____ Given data

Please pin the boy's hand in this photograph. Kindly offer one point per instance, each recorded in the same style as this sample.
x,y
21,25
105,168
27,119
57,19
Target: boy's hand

________

Work instruction:
What is needed is each line of the data, printed exactly.

Answer to this problem:
Please pin the boy's hand in this photograph. Kindly offer one point per instance, each recorded in the same style as this sample.
x,y
21,25
105,168
27,119
57,19
Target: boy's hand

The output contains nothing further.